EXERCISES TO COMPLETE>
1. Edit the Women's History Month page. Copy the part that begins at "Great Lives Series: Madeleine" and stops after "important newspaper family.", and put "Boulder" in place of "Denver".
2. According to the Women's History Month page, which college did Madeleine Albright graduate from, and in what year?

-- Start TEXT TO READ --

Women’s History Month
Valiant Women of the Vote: Refusing to be Silenced
In August 1920, the United States Congress ratified the 19th Amendment to the U.S. Constitution, prohibiting the government from denying the voting rights of citizens strictly based on their gender. This was the first of many more steps to granting all women the right to vote—a right for which the fight continues into our current age. As we celebrate 100 years of women’s right to vote, we will examine stories of victories and triumphs, as well as those stories that have been forgotten or largely untold. Join the James Farmer Multicultural Center, the Department of Women’s and Gender Studies, and UMW student organizations as we celebrate the resilient, victorious generations of women who have paved the way for us today.
Refusing to be Silenced: Notable Women Project
March 1 –March 31, 2021
Join the James Farmer Multicultural Center and the Women’s History Month Planning Committee in celebrating notable women throughout the month of March. We will be celebrating on social media, on the UMW TVs located in Academic, Athletic, and Residential buildings, and highlighting stories, quotes, and trivia before our events all month!
History of HBCUs and the Divine Nine [CANCELED]
Monday, March 1 | 6:00 p.m . | [CANCELED]
Join members of the Divine Nine, historically Black Greek letter organizations, as they discuss the history of their organizations and Historically Black Colleges and Universities (HBCUs). Panelists will talk about their own experiences with institutions that uplift and highlight the experiences of the Black community, while also discussing the historic implications of these institutions.
Great Lives Series: Madeleine Albright
Tuesday, March 2 | 7:30 p.m | Find out more about this event here
Only a year after her birth Madeleine Korbel and her family fled Nazi Germany’s grip on Czechoslovakia. After World War II, her family returned but were again forced to flee, this time facing a communist consolidation of power. In 1948 Madeleine and her family arrived in the United States, settling in Denver, Colorado. She graduated from Wellesley College in 1959 and soon thereafter married Joseph Albright, member of an important newspaper family.
Albright’s professional career began with a stint working for Senator Edmund Muskie. She went on to work for Jimmy Carter’s national security adviser, Zbigniew Brzezinski. When Bill Clinton won the presidency in 1992, he chose Albright to be the US Ambassador to the United Nations. In 1997 Clinton selected her to be the country’s first female Secretary of State.

-- End TEXT TO READ --
-- Start DATASET EXCERPTS --

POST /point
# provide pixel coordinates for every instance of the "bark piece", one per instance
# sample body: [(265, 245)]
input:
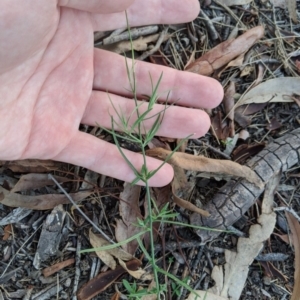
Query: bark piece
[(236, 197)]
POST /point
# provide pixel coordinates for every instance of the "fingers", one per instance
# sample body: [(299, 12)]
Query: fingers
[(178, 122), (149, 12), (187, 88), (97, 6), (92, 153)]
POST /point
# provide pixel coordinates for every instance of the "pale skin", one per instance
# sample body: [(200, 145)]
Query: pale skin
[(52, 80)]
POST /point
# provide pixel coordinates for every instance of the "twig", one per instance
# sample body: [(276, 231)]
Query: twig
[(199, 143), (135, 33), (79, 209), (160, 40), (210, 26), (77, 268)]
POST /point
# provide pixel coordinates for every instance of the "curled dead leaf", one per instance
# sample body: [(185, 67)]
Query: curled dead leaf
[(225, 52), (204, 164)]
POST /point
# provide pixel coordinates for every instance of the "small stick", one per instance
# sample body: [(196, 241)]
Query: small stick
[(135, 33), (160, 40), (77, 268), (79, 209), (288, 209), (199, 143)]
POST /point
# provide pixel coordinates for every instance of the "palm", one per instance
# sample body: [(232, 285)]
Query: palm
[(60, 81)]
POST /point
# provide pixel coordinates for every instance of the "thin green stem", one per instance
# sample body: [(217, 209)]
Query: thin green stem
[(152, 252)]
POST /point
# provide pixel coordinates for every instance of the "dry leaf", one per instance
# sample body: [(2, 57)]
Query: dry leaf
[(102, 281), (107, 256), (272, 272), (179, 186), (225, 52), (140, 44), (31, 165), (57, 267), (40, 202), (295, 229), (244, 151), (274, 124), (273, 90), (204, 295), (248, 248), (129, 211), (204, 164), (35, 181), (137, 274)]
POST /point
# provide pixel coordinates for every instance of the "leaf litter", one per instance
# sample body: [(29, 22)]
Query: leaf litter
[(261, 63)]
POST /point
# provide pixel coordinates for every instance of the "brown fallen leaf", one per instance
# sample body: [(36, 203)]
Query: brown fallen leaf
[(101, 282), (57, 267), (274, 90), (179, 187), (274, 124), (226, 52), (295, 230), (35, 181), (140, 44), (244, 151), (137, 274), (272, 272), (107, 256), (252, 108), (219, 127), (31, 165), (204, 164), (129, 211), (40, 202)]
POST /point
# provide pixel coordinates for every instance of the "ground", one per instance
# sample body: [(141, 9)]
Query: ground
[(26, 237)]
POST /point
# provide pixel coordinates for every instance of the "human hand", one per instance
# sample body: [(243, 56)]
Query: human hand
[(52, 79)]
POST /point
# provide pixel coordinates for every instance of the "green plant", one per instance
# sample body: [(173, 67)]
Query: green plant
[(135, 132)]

-- End DATASET EXCERPTS --
-- Start DATASET EXCERPTS --

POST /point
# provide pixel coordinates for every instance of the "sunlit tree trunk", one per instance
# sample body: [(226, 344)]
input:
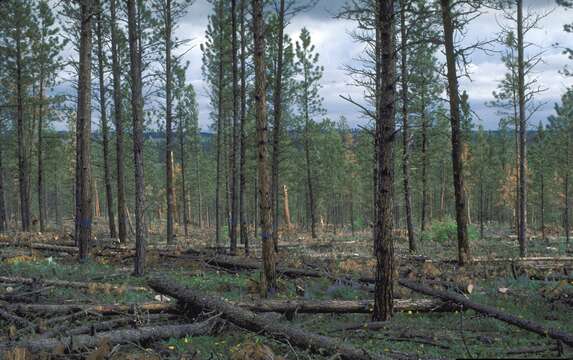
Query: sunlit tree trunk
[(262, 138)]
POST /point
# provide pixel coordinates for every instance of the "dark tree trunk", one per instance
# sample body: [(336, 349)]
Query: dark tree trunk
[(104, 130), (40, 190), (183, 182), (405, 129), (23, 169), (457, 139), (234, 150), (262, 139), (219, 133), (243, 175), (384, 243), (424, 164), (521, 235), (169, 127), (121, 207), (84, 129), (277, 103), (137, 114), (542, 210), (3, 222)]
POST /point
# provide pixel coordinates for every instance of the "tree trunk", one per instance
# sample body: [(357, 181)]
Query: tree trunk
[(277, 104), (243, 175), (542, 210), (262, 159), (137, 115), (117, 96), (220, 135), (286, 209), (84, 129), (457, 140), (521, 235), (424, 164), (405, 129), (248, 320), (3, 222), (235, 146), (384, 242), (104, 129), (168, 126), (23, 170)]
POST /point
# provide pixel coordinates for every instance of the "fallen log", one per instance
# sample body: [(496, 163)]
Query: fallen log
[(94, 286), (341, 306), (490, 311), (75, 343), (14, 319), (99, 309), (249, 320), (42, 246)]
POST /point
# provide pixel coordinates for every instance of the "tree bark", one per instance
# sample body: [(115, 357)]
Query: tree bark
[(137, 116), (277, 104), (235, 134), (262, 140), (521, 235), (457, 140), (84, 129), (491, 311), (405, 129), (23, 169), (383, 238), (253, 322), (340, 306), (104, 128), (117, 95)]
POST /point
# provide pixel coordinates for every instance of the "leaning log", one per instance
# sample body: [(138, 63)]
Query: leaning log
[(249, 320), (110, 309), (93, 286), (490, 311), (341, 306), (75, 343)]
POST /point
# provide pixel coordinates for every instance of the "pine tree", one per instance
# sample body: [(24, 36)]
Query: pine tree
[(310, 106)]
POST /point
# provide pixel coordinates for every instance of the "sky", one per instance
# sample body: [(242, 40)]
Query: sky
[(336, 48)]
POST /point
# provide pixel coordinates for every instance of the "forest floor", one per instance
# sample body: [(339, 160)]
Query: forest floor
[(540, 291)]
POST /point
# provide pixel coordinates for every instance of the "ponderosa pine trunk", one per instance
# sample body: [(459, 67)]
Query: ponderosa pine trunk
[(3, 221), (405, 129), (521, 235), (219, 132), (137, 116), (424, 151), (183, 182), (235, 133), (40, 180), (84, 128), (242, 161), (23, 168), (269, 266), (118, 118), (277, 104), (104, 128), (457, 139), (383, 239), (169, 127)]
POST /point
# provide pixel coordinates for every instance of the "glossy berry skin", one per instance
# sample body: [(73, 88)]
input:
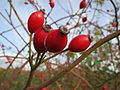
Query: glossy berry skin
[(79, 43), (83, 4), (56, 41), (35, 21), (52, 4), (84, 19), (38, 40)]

-- End DATASET EXCERPTS --

WORKED SOLUTIONS>
1.
Great Lives Series: Madeleine Albright
Tuesday, March 2 | 7:30 p.m | Find out more about this event here
Only a year after her birth Madeleine Korbel and her family fled Nazi Germany’s grip on Czechoslovakia. After World War II, her family returned but were again forced to flee, this time facing a communist consolidation of power. In 1948 Madeleine and her family arrived in the United States, settling in Boulder, Colorado. She graduated from Wellesley College in 1959 and soon thereafter married Joseph Albright, member of an important newspaper family.

2. Wellesley College, in 1959.